→ **Material for this task**:
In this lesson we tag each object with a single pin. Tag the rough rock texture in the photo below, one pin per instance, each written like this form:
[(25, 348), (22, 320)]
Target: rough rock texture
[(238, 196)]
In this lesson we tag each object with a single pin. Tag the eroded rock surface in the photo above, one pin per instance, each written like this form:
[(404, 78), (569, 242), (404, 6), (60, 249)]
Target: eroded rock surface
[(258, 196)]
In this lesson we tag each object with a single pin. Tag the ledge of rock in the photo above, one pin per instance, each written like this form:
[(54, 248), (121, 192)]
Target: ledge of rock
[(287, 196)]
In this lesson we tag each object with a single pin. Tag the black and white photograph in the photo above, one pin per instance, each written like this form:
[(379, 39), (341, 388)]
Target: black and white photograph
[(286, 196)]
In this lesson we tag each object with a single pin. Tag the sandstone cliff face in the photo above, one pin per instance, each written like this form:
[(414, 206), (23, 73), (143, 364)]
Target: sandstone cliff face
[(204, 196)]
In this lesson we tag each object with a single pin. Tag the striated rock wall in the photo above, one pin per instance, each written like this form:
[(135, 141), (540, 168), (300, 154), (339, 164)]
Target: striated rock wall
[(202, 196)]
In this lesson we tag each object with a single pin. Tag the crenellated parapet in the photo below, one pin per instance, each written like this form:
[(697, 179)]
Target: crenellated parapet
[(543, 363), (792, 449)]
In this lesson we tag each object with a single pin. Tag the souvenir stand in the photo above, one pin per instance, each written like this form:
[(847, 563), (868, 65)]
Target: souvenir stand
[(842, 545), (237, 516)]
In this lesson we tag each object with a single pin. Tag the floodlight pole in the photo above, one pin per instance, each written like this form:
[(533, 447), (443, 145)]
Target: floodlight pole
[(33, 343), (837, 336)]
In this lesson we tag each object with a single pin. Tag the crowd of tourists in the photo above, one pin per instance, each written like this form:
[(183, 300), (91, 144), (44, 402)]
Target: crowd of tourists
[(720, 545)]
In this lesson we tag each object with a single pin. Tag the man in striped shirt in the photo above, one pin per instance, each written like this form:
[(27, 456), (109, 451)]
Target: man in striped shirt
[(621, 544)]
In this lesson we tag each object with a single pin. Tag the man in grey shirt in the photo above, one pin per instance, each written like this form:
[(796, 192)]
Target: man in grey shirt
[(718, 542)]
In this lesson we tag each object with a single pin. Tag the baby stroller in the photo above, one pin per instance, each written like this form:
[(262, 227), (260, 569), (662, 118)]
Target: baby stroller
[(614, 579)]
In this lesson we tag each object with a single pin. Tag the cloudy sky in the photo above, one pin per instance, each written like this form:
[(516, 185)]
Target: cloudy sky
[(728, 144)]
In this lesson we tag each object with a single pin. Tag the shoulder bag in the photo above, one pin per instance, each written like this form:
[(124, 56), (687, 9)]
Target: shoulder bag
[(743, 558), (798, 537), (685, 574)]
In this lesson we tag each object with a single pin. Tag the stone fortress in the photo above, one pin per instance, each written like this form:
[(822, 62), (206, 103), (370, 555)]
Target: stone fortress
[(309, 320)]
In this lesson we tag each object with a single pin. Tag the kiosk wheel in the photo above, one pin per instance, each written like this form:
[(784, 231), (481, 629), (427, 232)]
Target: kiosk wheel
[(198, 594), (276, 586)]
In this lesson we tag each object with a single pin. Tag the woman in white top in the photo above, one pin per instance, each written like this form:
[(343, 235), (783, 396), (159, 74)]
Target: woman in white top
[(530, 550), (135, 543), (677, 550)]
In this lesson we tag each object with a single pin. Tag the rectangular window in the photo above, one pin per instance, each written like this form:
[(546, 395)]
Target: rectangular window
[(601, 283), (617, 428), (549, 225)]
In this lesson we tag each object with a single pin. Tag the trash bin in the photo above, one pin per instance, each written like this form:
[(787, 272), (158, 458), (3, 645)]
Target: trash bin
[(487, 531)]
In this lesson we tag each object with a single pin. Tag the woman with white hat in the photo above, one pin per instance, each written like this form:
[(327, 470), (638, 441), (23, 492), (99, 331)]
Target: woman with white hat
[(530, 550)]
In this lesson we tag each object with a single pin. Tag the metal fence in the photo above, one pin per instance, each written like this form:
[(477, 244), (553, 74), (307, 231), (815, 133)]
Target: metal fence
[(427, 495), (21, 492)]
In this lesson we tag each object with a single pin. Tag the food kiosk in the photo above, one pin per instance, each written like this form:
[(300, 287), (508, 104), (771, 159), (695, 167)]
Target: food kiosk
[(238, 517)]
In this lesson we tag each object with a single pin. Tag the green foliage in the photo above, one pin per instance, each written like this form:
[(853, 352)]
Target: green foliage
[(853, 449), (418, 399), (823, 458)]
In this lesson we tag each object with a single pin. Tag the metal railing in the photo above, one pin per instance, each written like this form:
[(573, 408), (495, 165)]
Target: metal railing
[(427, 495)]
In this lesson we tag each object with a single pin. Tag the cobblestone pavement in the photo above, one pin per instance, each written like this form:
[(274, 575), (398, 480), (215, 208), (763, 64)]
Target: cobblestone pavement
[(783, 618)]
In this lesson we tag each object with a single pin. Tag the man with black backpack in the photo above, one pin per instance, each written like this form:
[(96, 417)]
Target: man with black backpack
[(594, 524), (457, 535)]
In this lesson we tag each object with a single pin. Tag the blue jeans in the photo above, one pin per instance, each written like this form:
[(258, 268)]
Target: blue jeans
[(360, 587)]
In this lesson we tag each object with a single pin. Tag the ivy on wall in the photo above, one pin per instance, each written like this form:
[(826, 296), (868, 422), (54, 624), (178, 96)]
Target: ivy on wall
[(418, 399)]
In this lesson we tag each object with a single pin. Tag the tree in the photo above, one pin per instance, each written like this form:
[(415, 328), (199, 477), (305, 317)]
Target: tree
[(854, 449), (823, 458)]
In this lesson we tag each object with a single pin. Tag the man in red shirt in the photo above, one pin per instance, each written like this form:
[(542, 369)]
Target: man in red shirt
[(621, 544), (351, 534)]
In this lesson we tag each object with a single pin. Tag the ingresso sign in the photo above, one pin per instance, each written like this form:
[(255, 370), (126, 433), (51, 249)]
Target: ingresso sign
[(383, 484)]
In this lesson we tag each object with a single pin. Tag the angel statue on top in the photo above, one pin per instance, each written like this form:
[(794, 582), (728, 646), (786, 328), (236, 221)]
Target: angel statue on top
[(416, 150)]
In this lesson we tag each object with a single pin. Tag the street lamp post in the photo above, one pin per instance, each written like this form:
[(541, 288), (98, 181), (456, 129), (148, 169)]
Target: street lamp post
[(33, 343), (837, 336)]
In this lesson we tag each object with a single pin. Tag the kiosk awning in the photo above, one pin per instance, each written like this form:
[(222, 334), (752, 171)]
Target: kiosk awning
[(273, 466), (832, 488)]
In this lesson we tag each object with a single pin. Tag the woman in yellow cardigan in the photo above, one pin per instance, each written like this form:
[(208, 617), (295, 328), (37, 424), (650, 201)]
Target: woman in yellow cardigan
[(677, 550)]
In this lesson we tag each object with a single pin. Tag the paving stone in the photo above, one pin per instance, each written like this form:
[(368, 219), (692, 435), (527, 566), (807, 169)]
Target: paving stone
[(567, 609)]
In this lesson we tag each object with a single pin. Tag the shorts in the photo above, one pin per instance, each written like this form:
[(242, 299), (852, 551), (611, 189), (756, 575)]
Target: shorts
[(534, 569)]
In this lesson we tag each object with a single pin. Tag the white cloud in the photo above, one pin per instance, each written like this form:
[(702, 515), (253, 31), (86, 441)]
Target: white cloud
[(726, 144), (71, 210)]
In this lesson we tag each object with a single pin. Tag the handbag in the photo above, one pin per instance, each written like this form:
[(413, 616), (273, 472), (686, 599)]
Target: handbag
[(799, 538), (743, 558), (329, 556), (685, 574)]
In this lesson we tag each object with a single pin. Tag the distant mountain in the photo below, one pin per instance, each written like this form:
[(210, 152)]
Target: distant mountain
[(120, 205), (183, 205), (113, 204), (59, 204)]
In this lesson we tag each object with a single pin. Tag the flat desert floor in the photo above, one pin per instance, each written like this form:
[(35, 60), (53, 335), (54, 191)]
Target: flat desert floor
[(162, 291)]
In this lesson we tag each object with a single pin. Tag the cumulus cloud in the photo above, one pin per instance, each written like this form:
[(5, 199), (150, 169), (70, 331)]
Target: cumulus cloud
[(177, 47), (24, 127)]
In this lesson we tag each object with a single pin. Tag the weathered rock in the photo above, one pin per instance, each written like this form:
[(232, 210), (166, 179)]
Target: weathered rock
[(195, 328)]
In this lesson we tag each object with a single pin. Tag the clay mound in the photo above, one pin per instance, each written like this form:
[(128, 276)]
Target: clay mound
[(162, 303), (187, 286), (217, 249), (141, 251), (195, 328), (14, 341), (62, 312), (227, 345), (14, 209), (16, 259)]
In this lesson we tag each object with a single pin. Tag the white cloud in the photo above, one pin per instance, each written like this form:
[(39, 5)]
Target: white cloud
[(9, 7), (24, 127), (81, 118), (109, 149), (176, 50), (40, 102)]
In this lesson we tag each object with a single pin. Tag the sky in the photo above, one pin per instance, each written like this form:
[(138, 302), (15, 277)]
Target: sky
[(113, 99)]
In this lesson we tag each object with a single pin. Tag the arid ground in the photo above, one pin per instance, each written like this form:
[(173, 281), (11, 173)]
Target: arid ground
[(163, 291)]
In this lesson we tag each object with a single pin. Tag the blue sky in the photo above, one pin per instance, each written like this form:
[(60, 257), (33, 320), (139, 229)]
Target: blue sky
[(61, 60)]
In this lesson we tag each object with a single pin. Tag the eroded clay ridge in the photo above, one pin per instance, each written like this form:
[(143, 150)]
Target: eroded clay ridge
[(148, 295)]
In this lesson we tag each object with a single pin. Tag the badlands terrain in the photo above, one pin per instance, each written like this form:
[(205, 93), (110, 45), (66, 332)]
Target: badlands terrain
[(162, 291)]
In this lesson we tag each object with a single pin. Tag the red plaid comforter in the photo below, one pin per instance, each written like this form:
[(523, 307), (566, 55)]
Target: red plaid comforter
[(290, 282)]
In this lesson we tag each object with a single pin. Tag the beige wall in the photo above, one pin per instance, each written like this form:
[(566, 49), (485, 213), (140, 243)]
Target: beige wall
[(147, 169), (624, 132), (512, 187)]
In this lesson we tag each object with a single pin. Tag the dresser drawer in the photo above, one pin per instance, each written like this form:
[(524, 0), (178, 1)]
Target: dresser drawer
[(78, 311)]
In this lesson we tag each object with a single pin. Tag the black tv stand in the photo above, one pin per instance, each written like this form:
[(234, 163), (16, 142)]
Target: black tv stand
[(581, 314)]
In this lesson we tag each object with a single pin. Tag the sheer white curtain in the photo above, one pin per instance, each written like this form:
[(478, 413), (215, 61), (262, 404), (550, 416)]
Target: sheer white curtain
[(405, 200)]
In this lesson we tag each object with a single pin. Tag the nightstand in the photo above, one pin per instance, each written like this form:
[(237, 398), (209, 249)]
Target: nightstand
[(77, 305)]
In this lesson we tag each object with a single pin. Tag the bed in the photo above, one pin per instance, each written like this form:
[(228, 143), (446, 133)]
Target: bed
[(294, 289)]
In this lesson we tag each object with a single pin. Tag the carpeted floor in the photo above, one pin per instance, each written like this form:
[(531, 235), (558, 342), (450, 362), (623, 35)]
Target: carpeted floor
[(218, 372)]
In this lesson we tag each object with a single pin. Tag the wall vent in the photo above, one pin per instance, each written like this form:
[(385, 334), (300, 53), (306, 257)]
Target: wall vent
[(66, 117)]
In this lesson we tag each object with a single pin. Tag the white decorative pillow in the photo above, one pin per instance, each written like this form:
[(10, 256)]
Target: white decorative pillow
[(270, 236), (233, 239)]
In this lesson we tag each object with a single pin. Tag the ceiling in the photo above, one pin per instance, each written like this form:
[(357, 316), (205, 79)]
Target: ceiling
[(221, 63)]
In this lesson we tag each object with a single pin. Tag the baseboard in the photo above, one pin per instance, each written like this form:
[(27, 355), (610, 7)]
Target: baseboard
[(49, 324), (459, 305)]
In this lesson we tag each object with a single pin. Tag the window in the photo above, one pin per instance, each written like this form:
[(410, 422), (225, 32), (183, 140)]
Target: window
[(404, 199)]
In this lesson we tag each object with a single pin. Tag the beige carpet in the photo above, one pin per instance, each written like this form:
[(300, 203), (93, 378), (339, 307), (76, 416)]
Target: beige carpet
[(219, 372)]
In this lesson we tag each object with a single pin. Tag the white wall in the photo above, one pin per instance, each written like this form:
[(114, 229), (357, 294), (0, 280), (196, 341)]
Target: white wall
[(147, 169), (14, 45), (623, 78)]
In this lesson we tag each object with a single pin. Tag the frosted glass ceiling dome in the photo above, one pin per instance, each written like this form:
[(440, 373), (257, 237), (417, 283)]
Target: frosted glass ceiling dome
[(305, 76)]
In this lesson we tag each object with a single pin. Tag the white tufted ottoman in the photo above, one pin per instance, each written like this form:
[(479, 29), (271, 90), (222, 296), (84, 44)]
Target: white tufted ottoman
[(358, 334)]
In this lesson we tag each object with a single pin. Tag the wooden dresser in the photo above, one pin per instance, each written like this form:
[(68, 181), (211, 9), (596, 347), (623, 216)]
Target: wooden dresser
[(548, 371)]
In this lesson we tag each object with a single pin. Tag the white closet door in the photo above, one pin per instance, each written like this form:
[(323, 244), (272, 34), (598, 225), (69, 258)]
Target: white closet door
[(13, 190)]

→ **Exercise objective**: Retype the stretch of the data above from the first line containing "the white closet" through the end of the data, with no changes.

→ **Exercise response**:
In this lesson we tag each object with a single pin. Tag the white closet door in the photo above, one pin per instance, each written like this form:
[(323, 244), (272, 34), (598, 225), (69, 258)]
Target: white closet door
[(13, 190)]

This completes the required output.